──────── MATERIAL SUPPLIED

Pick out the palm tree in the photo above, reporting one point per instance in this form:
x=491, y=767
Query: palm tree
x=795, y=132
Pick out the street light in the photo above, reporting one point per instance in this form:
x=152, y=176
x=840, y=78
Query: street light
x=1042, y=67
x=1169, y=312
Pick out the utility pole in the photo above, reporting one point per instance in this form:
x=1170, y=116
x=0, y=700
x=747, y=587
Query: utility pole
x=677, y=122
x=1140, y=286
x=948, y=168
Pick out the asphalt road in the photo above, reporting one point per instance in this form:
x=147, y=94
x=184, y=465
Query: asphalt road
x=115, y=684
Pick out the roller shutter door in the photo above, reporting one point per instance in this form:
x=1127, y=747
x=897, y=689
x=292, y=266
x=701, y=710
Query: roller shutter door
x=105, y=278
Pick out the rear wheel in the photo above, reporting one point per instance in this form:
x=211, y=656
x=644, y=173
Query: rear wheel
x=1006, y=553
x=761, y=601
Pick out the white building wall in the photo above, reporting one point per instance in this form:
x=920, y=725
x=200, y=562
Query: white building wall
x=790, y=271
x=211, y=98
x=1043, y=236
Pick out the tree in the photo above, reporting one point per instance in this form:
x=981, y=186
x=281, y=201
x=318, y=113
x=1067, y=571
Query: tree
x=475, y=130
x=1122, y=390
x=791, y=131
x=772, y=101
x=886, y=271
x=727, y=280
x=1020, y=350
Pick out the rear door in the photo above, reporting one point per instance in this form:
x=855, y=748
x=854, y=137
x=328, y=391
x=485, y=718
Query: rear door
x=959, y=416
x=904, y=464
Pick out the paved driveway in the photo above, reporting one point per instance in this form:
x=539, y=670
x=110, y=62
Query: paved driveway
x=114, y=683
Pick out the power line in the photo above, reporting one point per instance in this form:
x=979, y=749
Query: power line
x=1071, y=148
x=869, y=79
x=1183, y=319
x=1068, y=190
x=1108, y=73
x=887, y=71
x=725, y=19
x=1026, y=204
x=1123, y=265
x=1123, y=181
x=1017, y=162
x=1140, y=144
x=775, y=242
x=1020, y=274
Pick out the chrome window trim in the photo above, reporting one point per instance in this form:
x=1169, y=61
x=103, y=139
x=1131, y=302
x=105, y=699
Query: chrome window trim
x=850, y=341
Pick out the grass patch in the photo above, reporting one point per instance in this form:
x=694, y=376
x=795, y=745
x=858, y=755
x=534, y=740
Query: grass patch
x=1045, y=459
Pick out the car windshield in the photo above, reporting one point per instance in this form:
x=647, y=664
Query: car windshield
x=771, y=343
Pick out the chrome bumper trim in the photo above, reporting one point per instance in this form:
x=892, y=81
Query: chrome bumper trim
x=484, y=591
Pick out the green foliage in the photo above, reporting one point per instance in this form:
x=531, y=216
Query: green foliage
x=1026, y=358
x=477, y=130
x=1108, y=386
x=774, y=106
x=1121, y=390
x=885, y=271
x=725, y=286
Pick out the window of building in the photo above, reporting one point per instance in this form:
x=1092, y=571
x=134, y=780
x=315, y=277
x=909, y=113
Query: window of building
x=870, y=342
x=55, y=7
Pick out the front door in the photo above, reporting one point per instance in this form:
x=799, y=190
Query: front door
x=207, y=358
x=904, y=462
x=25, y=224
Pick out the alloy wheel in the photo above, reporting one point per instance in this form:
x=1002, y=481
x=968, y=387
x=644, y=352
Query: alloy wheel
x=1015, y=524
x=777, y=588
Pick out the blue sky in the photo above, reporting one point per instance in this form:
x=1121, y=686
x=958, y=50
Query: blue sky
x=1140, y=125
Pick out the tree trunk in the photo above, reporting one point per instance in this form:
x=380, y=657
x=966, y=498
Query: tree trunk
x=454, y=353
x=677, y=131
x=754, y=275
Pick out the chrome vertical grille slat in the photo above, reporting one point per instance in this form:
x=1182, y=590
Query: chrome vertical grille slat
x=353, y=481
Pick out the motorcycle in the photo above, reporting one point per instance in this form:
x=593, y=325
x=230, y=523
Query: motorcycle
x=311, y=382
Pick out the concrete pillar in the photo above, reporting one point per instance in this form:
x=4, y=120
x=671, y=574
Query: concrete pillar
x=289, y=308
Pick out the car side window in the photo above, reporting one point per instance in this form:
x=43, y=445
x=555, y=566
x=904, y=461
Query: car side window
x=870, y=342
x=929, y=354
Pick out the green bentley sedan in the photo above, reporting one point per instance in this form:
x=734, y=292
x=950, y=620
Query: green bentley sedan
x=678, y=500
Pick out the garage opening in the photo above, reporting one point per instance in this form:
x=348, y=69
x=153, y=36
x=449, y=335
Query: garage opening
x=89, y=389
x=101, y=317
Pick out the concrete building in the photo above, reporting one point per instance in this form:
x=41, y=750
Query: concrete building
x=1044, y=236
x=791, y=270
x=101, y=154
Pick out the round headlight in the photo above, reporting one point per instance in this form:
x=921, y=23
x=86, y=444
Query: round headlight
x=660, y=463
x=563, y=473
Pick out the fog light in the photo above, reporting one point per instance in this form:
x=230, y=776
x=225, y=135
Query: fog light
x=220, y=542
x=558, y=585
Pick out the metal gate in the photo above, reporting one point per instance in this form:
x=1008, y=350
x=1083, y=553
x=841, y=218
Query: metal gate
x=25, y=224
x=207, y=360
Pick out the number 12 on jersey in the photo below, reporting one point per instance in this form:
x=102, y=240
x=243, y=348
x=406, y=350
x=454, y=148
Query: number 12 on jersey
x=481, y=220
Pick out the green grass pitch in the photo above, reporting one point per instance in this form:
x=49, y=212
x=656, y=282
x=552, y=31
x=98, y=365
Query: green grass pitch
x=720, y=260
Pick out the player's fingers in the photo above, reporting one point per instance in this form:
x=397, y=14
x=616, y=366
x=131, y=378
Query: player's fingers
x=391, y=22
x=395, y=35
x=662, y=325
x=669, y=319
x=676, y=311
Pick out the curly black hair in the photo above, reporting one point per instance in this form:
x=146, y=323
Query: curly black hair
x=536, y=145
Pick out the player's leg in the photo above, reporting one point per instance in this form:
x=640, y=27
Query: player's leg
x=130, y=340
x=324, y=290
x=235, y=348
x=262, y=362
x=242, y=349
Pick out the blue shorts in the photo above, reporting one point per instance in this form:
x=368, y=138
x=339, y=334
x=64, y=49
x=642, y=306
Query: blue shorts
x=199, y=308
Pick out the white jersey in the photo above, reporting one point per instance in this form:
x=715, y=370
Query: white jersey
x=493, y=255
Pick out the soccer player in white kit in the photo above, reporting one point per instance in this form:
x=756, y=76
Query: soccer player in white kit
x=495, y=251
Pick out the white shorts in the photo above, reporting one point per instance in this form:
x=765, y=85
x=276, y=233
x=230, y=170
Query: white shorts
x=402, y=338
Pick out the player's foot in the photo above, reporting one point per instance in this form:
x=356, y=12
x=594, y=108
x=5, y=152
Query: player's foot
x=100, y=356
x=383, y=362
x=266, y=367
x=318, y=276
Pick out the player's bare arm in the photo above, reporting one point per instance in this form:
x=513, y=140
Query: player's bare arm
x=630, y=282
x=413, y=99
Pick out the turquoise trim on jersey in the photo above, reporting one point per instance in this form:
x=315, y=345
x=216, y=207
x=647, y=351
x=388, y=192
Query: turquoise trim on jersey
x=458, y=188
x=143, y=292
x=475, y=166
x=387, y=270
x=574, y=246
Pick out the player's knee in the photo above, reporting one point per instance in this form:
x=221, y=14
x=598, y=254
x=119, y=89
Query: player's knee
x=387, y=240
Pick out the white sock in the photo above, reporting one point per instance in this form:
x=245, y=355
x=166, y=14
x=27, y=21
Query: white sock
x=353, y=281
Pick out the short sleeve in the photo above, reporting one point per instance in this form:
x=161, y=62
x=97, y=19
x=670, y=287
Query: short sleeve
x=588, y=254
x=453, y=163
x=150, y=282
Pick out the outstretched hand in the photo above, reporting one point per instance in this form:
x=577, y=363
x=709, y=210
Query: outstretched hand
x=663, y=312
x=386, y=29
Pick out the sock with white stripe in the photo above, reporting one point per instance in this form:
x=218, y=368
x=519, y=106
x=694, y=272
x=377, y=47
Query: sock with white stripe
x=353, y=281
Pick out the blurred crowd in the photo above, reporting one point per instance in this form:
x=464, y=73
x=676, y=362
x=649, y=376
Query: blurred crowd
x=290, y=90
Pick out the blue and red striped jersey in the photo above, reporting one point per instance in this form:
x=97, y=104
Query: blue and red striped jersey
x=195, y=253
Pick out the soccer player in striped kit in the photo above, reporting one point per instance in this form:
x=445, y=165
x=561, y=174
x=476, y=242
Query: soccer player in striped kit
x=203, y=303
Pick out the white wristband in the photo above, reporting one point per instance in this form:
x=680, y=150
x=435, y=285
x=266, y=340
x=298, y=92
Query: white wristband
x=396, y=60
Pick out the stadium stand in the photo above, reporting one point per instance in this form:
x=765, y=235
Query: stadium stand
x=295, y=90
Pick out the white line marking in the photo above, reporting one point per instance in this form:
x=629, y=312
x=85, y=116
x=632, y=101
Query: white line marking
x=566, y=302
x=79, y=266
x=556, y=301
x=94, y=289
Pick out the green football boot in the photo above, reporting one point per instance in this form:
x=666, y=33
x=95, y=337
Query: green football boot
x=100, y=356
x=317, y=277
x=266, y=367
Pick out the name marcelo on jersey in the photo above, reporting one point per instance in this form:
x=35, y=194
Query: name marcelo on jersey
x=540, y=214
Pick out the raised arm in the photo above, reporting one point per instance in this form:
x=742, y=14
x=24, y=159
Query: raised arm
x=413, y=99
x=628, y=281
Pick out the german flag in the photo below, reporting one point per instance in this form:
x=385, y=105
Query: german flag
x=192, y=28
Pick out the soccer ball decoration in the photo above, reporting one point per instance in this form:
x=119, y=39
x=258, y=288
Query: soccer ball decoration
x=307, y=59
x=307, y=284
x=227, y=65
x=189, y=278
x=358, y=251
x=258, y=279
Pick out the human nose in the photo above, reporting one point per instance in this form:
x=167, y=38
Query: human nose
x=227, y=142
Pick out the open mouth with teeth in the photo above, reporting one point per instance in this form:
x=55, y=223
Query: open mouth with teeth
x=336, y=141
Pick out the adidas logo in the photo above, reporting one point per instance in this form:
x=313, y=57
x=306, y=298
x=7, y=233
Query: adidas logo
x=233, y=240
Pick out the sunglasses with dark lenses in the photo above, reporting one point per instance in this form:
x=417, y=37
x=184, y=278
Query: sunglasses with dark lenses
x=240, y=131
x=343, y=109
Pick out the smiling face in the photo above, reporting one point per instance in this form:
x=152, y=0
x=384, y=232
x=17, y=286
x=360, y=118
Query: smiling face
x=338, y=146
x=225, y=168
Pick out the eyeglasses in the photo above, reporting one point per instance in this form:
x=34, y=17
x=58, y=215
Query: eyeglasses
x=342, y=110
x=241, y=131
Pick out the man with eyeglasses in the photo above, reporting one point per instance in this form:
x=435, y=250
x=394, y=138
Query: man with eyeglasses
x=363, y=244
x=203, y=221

────────────────

=== DESCRIPTION OF THE TASK ===
Given the records above, restate word for word only the lines starting at the one with "x=1092, y=571" and ending at the one with "Pick out the motorcycle".

=== THE ANSWER ===
x=1092, y=571
x=134, y=780
x=315, y=277
x=909, y=113
Query: window of building
x=870, y=342
x=55, y=7
Pick out the front door in the photo above, reporting one point per instance in this form:
x=799, y=190
Query: front door
x=207, y=358
x=904, y=462
x=25, y=224
Pick out the alloy wheel in the photo above, reporting one point per instance in this form:
x=1002, y=481
x=968, y=387
x=644, y=352
Query: alloy wheel
x=1015, y=524
x=777, y=588
Pick out the blue sky in the photo above, reporting one point per instance in this form:
x=1121, y=686
x=958, y=50
Query: blue sky
x=1140, y=125
Pick out the tree trunk in the photo above, reporting one point per instance in this form:
x=380, y=657
x=966, y=498
Query: tree trunk
x=454, y=353
x=677, y=131
x=754, y=275
Pick out the chrome vertical grille slat in the photo above, reporting one point per instance in this form:
x=1182, y=590
Query: chrome vertical grille slat
x=353, y=481
Pick out the motorcycle in the photo above, reporting one point per instance in this form:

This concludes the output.